**THE REQUEST**
Return every line in the entries below that contains the word "window", copied in full.

**Object pointing dataset entries**
------

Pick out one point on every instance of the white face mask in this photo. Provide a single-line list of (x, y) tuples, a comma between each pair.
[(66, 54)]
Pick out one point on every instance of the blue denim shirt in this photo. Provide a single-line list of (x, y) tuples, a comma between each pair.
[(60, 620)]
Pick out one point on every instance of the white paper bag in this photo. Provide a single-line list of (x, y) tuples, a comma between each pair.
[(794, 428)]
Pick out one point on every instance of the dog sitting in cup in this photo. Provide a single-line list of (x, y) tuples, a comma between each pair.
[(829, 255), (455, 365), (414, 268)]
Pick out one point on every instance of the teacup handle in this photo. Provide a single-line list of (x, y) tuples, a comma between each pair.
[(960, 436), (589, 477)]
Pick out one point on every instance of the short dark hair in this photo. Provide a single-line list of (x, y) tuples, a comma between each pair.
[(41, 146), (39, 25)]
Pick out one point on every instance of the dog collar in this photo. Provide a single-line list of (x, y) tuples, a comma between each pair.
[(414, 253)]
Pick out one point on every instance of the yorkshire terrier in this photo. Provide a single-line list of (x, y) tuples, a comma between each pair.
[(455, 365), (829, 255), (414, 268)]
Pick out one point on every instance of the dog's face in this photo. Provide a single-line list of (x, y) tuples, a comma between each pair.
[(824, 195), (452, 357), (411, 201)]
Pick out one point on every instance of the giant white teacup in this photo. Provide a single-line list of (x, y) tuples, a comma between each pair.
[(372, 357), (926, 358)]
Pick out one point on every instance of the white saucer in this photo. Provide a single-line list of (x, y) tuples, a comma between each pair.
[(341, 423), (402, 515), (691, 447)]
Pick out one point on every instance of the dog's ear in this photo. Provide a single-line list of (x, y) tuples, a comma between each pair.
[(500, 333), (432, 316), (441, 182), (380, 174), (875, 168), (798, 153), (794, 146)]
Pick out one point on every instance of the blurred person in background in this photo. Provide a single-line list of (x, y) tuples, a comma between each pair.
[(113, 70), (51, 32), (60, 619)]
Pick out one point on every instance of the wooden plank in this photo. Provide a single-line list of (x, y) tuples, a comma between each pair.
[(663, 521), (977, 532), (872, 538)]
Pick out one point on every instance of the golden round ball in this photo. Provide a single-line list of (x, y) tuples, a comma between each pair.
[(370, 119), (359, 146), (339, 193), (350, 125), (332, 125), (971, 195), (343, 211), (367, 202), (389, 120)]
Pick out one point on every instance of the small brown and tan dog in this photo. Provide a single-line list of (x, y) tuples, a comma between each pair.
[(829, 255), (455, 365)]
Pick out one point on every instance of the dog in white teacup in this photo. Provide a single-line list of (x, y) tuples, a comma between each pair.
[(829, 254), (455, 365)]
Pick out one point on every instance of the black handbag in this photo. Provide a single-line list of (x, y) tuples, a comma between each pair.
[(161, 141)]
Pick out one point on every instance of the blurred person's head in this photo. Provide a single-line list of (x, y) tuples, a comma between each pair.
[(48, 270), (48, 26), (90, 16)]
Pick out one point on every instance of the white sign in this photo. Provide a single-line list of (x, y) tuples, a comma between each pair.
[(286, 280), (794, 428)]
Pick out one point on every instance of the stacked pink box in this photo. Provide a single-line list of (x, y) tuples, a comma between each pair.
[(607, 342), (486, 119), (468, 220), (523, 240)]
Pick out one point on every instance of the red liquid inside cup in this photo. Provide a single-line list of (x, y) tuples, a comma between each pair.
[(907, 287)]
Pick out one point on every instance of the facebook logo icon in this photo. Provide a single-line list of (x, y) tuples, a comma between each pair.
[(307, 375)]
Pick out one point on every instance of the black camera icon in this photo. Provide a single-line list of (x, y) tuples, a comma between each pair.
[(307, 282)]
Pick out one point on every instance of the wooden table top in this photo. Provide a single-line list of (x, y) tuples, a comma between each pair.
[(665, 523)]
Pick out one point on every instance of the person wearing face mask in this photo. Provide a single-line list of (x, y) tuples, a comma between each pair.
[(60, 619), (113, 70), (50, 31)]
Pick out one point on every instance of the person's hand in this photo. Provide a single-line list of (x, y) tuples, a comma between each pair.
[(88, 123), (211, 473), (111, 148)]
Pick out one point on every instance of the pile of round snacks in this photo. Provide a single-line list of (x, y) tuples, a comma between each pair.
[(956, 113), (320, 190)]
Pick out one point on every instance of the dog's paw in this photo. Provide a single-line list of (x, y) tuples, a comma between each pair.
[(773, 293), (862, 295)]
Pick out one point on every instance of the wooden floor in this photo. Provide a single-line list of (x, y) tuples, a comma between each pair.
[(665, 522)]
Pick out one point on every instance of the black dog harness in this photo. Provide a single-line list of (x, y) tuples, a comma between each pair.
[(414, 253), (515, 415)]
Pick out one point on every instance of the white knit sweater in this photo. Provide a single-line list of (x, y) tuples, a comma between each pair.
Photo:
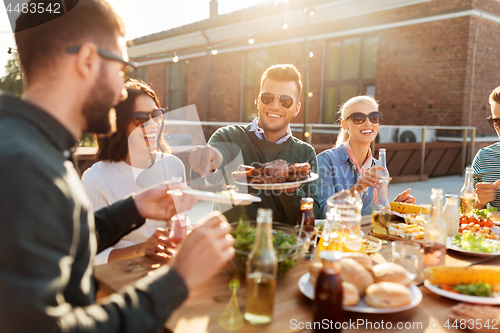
[(109, 182)]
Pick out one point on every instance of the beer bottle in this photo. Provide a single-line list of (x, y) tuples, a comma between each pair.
[(261, 272)]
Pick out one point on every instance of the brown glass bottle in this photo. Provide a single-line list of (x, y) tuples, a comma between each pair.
[(328, 311), (306, 215)]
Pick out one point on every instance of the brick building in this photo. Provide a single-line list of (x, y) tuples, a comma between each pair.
[(428, 62)]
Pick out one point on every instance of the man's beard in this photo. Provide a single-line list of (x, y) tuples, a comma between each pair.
[(98, 109)]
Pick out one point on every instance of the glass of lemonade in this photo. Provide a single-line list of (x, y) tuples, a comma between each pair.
[(342, 230)]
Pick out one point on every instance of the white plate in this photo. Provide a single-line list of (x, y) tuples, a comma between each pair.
[(307, 289), (281, 186), (454, 247), (236, 199), (495, 300)]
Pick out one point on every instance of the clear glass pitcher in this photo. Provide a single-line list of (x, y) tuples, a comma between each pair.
[(342, 230)]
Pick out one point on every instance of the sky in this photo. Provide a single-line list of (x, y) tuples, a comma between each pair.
[(141, 17)]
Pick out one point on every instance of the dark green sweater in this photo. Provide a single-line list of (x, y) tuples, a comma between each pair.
[(236, 139)]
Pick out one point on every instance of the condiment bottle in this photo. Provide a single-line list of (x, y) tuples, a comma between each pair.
[(261, 272), (382, 161), (451, 214), (467, 194), (435, 232), (328, 294), (305, 219), (381, 211)]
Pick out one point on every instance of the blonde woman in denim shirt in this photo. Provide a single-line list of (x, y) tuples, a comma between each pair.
[(350, 164)]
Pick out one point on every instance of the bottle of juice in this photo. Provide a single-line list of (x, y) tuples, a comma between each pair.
[(328, 292), (261, 272), (435, 232), (467, 194)]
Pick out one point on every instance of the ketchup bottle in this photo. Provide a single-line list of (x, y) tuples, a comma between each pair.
[(328, 311)]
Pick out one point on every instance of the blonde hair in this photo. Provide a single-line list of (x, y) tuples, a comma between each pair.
[(344, 113)]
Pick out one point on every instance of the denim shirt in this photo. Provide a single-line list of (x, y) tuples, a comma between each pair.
[(336, 173)]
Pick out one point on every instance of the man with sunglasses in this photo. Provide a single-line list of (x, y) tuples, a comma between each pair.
[(73, 64), (266, 139), (486, 164)]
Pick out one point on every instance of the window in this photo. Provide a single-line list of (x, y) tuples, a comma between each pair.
[(255, 63), (176, 96), (350, 71)]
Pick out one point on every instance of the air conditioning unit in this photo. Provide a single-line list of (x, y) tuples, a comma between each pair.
[(414, 134), (404, 134)]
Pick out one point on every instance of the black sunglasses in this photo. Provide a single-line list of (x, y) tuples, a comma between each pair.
[(359, 117), (268, 97), (494, 122), (141, 117), (128, 66)]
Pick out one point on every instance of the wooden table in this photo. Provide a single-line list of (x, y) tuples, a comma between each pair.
[(201, 311)]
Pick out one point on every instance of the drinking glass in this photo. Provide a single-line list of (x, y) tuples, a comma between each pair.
[(177, 229), (409, 255)]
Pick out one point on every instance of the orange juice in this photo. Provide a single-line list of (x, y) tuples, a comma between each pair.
[(341, 241)]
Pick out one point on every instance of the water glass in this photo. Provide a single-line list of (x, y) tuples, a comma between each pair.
[(409, 255)]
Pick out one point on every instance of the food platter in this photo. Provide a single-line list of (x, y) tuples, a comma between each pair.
[(242, 199), (454, 247), (307, 289), (280, 186), (495, 300)]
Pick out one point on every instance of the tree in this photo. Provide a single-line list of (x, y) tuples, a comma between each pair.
[(12, 82)]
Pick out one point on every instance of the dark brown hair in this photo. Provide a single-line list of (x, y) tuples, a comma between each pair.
[(283, 73), (42, 38), (115, 147)]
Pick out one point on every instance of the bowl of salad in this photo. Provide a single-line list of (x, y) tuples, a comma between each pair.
[(287, 246)]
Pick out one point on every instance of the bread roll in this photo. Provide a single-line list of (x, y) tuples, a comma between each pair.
[(314, 270), (353, 272), (350, 293), (390, 272), (387, 295), (361, 258)]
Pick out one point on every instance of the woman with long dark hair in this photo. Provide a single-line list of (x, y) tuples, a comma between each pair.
[(131, 159)]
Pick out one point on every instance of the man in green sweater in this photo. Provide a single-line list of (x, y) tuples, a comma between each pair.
[(267, 138)]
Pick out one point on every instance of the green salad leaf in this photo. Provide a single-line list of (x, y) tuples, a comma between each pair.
[(479, 289), (244, 238), (471, 242)]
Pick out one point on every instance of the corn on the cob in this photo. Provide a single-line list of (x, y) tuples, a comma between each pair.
[(463, 275), (404, 208)]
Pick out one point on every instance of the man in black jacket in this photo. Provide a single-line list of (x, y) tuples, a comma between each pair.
[(73, 63)]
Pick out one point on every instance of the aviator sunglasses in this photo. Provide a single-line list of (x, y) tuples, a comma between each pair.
[(359, 117), (141, 117), (494, 122), (268, 97)]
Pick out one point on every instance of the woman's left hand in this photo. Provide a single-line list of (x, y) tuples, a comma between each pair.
[(405, 197)]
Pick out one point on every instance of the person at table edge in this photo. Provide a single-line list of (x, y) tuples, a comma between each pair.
[(49, 236), (267, 138), (486, 164)]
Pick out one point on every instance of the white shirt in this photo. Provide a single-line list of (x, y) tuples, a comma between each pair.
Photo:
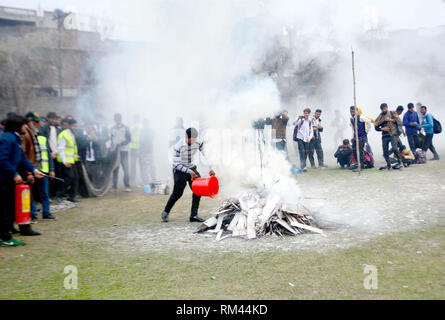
[(305, 129), (185, 156)]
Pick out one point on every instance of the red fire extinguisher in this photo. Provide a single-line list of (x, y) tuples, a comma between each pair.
[(22, 204)]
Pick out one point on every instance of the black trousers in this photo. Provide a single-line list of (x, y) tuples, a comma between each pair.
[(316, 146), (428, 144), (386, 140), (71, 182), (181, 179), (7, 208), (413, 141)]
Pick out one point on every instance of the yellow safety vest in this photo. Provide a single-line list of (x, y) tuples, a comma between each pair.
[(45, 157), (71, 152), (135, 136)]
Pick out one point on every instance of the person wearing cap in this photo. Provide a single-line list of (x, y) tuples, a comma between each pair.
[(279, 125), (428, 126), (185, 154), (135, 148), (316, 140), (51, 131), (410, 121), (11, 158), (67, 156), (121, 138)]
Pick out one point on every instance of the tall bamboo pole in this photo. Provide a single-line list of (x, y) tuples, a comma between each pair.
[(357, 142)]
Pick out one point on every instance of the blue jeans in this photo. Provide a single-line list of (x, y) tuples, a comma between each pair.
[(44, 195)]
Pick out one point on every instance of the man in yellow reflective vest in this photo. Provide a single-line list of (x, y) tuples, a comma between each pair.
[(135, 148), (68, 155), (47, 167)]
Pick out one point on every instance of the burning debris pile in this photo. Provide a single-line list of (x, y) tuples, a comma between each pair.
[(254, 215)]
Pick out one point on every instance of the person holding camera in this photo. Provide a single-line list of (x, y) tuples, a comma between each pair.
[(303, 133)]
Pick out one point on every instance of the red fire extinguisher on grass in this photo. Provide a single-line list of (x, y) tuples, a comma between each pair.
[(22, 204)]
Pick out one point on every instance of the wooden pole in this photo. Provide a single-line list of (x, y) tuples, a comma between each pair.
[(357, 142)]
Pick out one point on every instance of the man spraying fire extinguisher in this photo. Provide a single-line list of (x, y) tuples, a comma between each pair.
[(11, 159)]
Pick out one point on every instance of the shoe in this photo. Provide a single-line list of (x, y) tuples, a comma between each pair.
[(196, 219), (164, 216), (12, 243), (30, 233)]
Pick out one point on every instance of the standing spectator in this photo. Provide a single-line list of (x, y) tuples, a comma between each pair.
[(410, 121), (363, 126), (185, 171), (135, 152), (46, 165), (2, 126), (82, 141), (67, 156), (400, 130), (31, 148), (121, 138), (387, 122), (303, 133), (176, 133), (11, 157), (146, 149), (343, 154), (340, 123), (279, 125), (428, 126), (316, 140), (51, 132)]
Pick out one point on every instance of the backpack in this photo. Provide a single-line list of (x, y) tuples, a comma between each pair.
[(420, 157), (437, 127), (369, 160)]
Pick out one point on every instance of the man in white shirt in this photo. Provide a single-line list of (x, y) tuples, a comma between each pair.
[(303, 134), (185, 154)]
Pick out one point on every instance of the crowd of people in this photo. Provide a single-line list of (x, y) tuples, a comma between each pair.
[(419, 131), (61, 160)]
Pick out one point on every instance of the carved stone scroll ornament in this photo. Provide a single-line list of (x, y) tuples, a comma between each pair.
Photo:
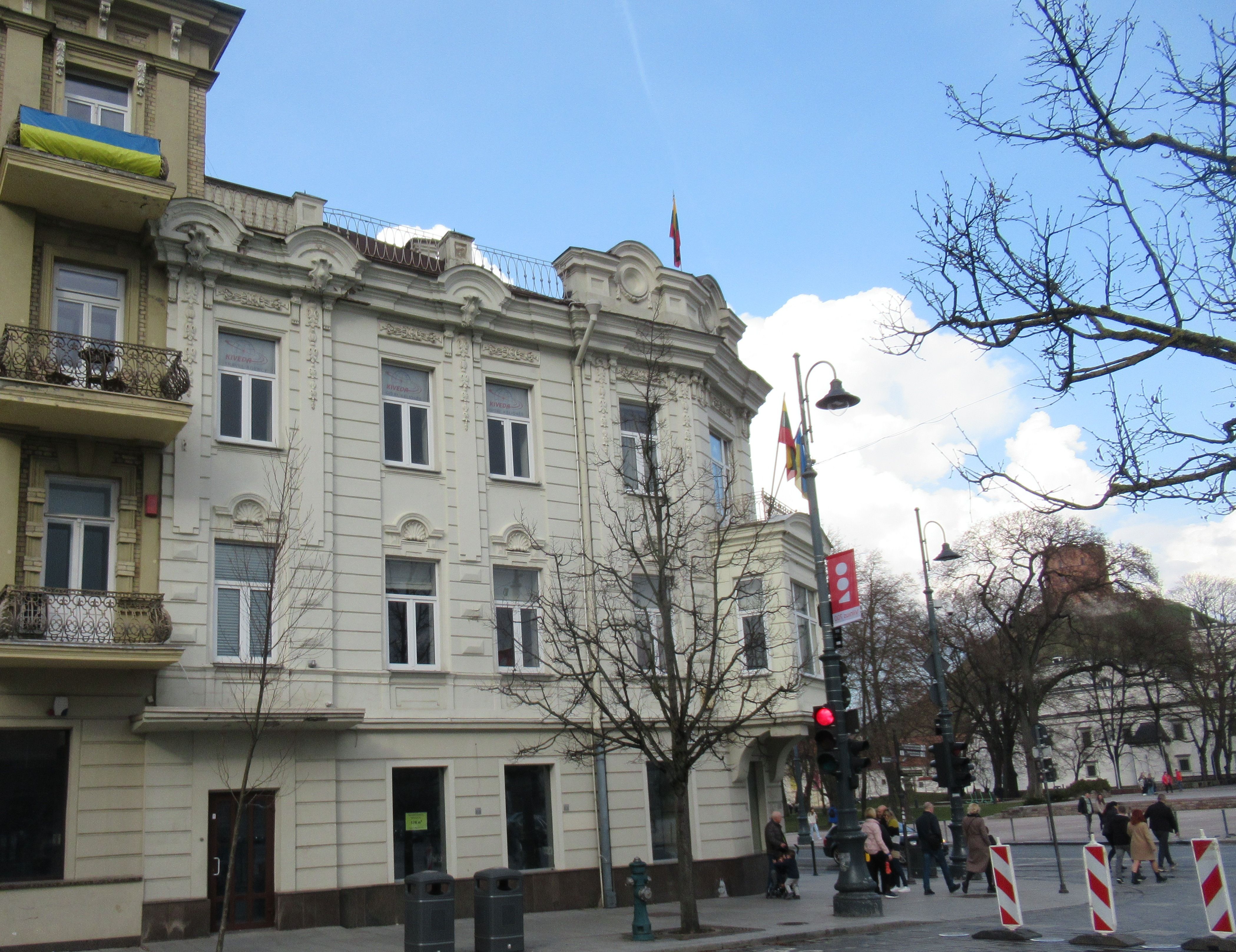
[(253, 300), (417, 335), (515, 354)]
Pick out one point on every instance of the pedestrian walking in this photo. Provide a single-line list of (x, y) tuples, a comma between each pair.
[(978, 839), (774, 845), (931, 841), (1162, 823), (877, 857), (1141, 849), (1086, 807), (1118, 839)]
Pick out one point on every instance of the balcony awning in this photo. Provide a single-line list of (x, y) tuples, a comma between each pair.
[(88, 143)]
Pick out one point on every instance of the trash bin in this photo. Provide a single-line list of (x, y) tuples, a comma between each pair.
[(429, 913), (500, 910)]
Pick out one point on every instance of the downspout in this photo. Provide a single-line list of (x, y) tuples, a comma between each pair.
[(581, 457)]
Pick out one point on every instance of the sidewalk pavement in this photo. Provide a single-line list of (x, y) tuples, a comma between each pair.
[(750, 922)]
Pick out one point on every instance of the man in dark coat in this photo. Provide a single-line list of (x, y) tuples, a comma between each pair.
[(931, 840), (774, 845), (1162, 823)]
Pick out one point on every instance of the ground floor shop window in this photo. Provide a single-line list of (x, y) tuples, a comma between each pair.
[(529, 829), (418, 820), (35, 767), (663, 814)]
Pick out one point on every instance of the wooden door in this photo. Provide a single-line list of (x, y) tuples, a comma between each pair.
[(254, 892)]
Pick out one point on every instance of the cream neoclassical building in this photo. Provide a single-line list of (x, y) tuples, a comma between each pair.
[(165, 334)]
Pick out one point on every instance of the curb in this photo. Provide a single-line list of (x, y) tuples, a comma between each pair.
[(798, 939)]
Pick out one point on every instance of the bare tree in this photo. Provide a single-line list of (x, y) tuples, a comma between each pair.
[(1033, 582), (669, 641), (1140, 268), (287, 578), (1210, 666)]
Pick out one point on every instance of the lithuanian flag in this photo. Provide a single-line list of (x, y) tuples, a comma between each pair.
[(675, 235)]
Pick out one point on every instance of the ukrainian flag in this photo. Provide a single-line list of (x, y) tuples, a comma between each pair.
[(88, 143)]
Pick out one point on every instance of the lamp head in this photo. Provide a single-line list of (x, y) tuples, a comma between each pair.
[(837, 399)]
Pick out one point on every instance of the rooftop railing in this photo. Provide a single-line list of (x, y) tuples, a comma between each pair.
[(72, 360), (76, 616)]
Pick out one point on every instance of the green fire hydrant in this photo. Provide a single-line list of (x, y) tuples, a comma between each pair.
[(641, 925)]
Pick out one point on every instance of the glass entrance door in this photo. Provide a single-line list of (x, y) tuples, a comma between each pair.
[(417, 797), (254, 892)]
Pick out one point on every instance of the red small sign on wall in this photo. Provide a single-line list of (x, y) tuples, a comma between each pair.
[(844, 588)]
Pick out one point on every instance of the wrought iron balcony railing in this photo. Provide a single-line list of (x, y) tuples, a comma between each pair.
[(71, 360), (83, 617)]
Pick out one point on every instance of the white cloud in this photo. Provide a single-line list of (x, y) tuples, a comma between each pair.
[(919, 415)]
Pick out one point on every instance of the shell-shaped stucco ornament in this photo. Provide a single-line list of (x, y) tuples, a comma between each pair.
[(415, 531), (249, 512), (518, 541)]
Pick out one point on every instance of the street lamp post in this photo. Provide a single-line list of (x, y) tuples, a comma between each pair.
[(857, 893), (957, 861)]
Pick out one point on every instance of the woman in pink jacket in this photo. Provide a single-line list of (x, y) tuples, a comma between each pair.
[(877, 855)]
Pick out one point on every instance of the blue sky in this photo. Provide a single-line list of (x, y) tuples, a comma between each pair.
[(795, 136)]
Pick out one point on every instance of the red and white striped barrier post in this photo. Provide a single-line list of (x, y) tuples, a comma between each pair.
[(1103, 902), (1000, 856)]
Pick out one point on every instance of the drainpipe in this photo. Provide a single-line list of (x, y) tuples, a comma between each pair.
[(581, 457)]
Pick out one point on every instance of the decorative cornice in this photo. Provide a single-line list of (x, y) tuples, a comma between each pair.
[(515, 354), (417, 335), (253, 300)]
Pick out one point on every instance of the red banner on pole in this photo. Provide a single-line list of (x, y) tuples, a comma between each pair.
[(844, 588)]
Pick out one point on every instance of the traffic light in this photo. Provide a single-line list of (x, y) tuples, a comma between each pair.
[(825, 720), (858, 763), (937, 762), (962, 776)]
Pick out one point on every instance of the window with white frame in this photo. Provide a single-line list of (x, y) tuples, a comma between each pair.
[(721, 451), (78, 534), (246, 389), (510, 418), (412, 614), (751, 616), (101, 104), (243, 601), (515, 610), (90, 303), (805, 622), (650, 645), (638, 425), (406, 405)]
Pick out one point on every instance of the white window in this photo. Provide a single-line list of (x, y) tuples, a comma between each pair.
[(246, 389), (78, 536), (638, 446), (805, 622), (650, 645), (412, 614), (90, 303), (510, 425), (721, 451), (244, 580), (751, 615), (406, 403), (515, 602), (102, 104)]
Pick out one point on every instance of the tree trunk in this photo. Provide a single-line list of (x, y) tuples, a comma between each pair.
[(689, 912)]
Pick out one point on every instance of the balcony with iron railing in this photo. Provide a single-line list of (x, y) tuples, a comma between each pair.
[(92, 386), (74, 627)]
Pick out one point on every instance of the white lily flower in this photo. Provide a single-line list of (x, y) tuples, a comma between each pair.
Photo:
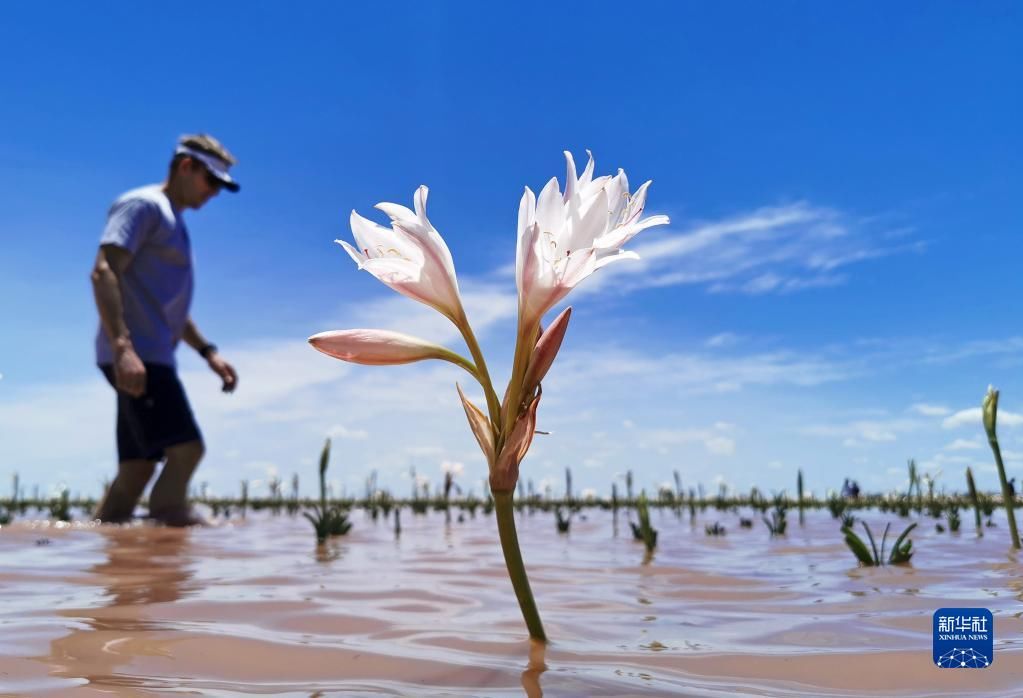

------

**WRITTEN RESPONSE**
Pick out one point on every instance of the window in this photo. Provide a single-line list of (x, y) tuples, a comma between each pair.
Pick out one point on every instance of the ground floor shop window in this photo. Provide a single-line list of (x, y) tuples, a comma between each pair.
Pick out one point on every instance of the window with white frame in this photo. Provide a single-line list of (x, y) tuples, a comma between each pair.
Pick out one point on every instance of the white window in this photo. Provide a single-line list of (x, y) tuples, a comma between each pair.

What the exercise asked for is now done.